Stacks

[books-stack.jpg]

A stack is a data structure that allows deletion of elements and insertion of new elements. More specifically, a stack is a structure subject to the following rule: every deletion operation deletes the youngest element of the stack, i.e., the element that has been in the structure for less time.

In other words, the first object to be inserted in the stack is the last one to be deleted. This policy is known by the acronym LIFO (= Last In First Out).

Table of contents:

Implementation in an array
Application: parentheses and brackets
Another application: Polish notation
Resizing array implementation
Linked list implementation of a stack
Appendix: The execution stack of a program

Implementation in an array

Let's assume that our stack is stored in an array stk[0..N-1]. (The nature of the elements of the array is irrelevant: they may be integers, bytes, pointers, etc.) Let's say that the part of the array occupied by the stack is

stk[0..t-1] .

The index t indicates the first free position in the array and t-1 is the top of the stack. The stack is empty if t is 0 and full if t is N. In the figure below, the characters A, B, … , H were inserted into the stack in this order:

`0`								`t`			`N-1`
A	B	C	D	E	F	G	H

To delete an element from the stack — this operation is known as a pop — do

   x = stk[--t];

This is equivalent to the pair of instructions t -= 1; x = stk[t];. Of course you should never attempt to pop an empty stack.

To insert an object y into the stack — the operation is kown as a push — do

   stk[t++] = y;

This is equivalent to the pair of instructions stk[t] = y; t += 1;. Of course you shoud never attempt to push onto a full stack.

Entries from an annotation dataset
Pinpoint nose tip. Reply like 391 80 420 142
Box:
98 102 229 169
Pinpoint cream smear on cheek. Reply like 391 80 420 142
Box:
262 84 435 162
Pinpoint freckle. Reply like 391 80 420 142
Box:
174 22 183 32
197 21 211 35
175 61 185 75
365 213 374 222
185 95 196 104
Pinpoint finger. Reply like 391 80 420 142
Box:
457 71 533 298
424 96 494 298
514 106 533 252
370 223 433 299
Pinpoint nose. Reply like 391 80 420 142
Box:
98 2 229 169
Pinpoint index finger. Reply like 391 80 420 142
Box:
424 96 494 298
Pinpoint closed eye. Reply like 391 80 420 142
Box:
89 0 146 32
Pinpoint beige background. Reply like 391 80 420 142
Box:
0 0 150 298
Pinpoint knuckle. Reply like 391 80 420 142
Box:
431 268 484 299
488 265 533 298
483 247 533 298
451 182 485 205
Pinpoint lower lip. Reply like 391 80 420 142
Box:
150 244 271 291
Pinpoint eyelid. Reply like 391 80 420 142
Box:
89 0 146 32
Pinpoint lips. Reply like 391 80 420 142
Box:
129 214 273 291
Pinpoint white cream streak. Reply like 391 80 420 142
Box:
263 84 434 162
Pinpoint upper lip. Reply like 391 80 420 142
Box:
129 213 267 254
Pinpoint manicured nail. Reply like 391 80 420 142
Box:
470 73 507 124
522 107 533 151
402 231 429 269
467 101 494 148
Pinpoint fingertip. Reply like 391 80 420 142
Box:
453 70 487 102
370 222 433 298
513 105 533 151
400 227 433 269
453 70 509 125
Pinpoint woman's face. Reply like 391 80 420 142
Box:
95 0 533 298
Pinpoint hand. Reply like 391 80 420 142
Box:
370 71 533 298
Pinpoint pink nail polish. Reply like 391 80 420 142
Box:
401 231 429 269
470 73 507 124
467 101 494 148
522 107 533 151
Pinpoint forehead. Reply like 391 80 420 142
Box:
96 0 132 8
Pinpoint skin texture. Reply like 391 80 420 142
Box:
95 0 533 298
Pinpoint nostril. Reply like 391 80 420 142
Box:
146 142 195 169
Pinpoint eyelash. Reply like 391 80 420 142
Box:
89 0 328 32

Problem to solve =
Continue the page on stacks, starting right after its last sentence about pushing onto a full stack.

Task result =
To make the code easier to read, it is convenient to wrap these operations into two small functions. If the elements of the stack are of type char, these functions are

char pop (void) {
   return stk[--t];
}

void push (char y) {
   stk[t++] = y;
}

(These two functions have the additional benefit of isolating the user of the stack from the particular names of variables and design decisions, like stk[0..t-1] instead of stk[0..t], for example.)

We are assuming here that the variables stk and t are global, that is, they were defined outside the code of the functions. To complete the package, we would need three more functions: one to create a stack, one to check whether the stack is empty, and one to check whether the stack is full. (See the exercise below.)

Exercises 1

Stack implementation module (version 1). Write a module stackofchars.c to implement a stack of ASCII characters. The module must contain the functions createstack, push, pop, stackisempty, stackisfull. Treat the parameters of the stack (the array stk and the index t) as global variables in the module. Also write an interface stackofchars.h for the module. [Solution: ./solutions/pilha3.html]
Make a different design decision from the one above: suppose that the part of the array occupied by the stack is stk[1..t]. Write the code of the functions push, pop, stackisempty, and stackisfull.
Write an algorithm that uses a stack to invert the order of the letters of each word of an ASCII string, preserving the order of the words. For example, for the string STRING OF ASCII CHARACTERS the result will be GNIRTS FO IICSA SRETCARAHC.
Permutations produced by popping. Suppose that objects 1, 2, 3, 4 are pushed, in this order, onto an initially empty stack. After pushing an object, you may pop zero or more elements of the stack. Each popped element is printed. For example, the sequence of operations
push 1, push 2, pop, push 3, pop, pop, push 4, pop,
prints the sequence 2, 3, 1, 4. Which of the 24 permutations of 1, 2, 3, 4 can be obtained in this manner?
[Sedgewick] The fragment of program below manipulates a stack of objects of the char type. (The function peek returns the element at the top of the stack, but does not pop that element from the stack.) Say, in English, what is it that the fragment does. Write an equivalent fragment that is simpler and shorter.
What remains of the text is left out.